---- Itens de entrada

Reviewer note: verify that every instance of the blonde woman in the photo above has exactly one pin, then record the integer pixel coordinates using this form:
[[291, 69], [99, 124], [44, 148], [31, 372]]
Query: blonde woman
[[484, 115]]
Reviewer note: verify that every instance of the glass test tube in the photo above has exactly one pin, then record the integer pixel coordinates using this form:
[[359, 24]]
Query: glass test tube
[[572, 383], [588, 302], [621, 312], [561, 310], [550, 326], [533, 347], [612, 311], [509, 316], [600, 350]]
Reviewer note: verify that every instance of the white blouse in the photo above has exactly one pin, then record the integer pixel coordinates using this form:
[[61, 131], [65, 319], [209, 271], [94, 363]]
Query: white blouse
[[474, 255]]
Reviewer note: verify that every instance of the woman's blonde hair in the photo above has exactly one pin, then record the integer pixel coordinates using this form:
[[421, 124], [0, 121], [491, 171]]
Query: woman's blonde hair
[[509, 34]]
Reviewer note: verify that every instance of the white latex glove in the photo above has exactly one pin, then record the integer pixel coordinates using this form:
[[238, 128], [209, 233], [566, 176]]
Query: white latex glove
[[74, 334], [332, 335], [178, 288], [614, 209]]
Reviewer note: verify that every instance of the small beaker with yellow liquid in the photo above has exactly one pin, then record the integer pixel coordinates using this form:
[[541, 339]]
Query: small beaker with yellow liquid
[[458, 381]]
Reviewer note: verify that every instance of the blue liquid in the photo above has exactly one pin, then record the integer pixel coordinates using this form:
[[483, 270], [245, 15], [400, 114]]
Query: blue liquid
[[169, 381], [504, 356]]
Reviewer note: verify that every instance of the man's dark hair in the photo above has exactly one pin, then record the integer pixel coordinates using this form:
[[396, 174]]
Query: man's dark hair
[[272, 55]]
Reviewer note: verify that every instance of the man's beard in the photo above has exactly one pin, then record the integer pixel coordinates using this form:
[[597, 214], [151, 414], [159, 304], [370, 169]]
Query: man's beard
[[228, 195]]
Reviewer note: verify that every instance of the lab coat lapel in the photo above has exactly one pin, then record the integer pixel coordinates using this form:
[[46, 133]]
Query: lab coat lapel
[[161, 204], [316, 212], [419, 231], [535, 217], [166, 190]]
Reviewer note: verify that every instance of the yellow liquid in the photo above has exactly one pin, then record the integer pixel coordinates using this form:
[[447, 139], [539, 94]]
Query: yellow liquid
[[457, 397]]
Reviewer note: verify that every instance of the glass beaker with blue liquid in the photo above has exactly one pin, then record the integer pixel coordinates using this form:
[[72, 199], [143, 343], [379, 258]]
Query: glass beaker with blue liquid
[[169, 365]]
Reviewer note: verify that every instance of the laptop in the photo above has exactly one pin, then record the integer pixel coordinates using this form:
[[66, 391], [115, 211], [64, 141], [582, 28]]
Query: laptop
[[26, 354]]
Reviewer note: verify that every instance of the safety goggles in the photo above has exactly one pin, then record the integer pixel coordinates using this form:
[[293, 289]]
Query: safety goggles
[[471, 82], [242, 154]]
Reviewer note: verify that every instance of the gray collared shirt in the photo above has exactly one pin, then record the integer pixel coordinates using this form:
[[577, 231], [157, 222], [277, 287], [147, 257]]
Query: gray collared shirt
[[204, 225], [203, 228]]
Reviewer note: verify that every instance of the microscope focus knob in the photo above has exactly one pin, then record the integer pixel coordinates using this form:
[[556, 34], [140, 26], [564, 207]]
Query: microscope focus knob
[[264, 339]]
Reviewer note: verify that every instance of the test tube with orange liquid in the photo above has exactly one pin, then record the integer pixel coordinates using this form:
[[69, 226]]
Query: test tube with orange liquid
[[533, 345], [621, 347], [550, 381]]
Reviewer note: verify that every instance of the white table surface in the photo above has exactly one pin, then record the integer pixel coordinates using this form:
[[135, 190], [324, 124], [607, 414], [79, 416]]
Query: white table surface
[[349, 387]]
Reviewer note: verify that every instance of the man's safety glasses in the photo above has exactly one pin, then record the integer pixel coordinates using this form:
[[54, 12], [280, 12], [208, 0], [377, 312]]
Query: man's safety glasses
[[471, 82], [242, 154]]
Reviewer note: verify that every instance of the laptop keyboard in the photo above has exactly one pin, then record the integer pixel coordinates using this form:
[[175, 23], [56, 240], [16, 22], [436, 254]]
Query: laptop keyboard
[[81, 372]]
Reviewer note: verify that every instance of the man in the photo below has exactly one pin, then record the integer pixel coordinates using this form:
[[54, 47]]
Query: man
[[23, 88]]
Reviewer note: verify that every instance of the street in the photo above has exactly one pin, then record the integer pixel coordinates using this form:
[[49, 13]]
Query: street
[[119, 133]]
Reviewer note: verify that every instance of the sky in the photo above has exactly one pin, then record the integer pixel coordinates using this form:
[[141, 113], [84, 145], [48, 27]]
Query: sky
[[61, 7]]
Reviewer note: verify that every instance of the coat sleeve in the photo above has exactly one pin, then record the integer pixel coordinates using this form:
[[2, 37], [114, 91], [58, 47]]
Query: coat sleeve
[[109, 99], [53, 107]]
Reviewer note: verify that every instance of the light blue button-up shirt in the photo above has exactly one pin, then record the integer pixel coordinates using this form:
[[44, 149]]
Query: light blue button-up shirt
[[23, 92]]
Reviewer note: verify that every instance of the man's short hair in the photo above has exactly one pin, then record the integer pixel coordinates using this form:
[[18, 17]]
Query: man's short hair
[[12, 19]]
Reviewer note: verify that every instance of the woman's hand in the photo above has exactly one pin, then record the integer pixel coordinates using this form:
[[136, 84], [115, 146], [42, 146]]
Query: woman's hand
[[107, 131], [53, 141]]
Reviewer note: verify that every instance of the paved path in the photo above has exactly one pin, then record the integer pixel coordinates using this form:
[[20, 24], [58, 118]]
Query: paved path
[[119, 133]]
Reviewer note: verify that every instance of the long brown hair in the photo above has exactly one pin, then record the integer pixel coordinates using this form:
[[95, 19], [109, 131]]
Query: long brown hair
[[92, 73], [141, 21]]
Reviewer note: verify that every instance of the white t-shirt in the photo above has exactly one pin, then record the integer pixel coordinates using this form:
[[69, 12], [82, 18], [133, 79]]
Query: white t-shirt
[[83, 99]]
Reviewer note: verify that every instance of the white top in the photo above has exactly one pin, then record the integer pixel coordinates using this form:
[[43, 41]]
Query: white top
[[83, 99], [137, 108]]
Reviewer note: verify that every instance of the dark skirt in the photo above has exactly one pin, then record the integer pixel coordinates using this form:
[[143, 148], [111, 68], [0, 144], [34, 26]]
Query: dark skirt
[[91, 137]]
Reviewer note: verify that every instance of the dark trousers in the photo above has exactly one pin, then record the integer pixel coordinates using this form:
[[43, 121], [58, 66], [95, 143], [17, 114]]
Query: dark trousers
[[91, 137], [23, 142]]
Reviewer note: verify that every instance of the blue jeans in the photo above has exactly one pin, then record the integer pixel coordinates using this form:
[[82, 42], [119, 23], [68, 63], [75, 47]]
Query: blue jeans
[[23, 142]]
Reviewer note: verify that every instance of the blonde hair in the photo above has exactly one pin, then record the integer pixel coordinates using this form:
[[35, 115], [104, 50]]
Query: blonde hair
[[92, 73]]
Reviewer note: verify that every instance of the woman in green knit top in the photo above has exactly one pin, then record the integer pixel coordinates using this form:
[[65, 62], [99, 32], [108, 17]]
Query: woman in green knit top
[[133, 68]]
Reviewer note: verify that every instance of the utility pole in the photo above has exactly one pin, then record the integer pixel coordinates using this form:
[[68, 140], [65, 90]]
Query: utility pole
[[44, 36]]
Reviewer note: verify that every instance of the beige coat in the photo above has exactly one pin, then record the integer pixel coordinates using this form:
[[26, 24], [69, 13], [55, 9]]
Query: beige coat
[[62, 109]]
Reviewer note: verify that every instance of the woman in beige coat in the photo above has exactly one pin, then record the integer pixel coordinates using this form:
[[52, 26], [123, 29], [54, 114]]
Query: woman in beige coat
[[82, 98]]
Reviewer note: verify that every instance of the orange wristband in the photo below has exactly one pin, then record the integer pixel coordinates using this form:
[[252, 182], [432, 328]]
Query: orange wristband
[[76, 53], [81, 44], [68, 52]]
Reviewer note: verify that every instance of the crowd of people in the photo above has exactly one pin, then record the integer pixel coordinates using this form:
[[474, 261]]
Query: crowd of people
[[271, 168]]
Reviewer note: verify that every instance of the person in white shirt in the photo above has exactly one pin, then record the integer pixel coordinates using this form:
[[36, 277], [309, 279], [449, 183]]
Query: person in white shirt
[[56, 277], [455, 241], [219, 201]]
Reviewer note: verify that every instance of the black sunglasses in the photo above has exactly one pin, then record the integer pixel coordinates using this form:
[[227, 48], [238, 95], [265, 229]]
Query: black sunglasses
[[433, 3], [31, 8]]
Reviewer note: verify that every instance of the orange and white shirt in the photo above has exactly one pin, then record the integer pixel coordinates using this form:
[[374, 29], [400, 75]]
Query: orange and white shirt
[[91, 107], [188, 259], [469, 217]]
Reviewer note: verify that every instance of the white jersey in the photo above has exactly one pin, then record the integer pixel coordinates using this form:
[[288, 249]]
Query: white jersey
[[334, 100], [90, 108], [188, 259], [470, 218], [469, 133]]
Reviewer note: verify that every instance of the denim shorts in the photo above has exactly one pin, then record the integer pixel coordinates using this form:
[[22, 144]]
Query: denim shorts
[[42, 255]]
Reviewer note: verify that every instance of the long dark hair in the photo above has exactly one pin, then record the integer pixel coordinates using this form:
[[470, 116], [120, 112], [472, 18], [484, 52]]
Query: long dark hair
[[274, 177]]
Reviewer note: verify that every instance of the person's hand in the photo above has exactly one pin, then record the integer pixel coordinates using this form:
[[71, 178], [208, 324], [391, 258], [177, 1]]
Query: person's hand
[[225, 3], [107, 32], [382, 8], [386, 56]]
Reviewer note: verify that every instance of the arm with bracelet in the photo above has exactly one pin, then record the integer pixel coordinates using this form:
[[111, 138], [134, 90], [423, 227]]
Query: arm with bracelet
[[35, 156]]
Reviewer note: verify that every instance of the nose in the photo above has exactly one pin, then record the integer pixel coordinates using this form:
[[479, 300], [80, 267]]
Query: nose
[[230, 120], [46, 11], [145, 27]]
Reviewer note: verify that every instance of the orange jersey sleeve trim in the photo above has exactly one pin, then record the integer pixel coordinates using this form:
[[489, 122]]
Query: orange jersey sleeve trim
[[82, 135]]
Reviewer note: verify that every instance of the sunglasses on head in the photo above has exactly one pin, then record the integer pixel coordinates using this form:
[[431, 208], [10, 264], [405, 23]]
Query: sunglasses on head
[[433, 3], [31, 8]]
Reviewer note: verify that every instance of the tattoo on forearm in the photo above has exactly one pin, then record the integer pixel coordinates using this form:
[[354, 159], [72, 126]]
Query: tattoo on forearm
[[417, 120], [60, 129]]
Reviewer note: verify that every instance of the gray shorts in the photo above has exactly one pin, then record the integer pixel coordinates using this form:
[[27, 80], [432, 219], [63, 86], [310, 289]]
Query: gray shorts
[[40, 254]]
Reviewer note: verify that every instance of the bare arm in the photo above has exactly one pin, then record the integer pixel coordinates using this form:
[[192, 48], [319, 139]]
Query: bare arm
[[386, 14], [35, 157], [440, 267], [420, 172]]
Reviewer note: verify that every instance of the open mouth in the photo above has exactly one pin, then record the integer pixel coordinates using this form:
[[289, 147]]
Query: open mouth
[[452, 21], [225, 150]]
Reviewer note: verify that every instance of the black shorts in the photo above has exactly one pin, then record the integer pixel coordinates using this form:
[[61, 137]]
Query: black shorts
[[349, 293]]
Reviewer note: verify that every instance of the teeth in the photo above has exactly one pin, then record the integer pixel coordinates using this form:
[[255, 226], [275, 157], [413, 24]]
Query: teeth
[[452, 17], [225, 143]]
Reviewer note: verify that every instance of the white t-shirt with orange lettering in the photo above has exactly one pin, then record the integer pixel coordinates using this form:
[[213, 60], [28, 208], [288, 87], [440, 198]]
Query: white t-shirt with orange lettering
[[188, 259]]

--------

Enunciado da tarefa: Por favor, transforme em lista numerada as linhas dos itens acima, da linha com "Reviewer note: verify that every instance of the man's beard" até a linha com "[[228, 195]]". Deixe de fora as linhas em branco.

Resposta completa:
1. Reviewer note: verify that every instance of the man's beard in the photo above has exactly one pin, then record the integer pixel coordinates using this form:
2. [[597, 214], [151, 414], [159, 304], [370, 169]]
3. Query: man's beard
4. [[228, 195]]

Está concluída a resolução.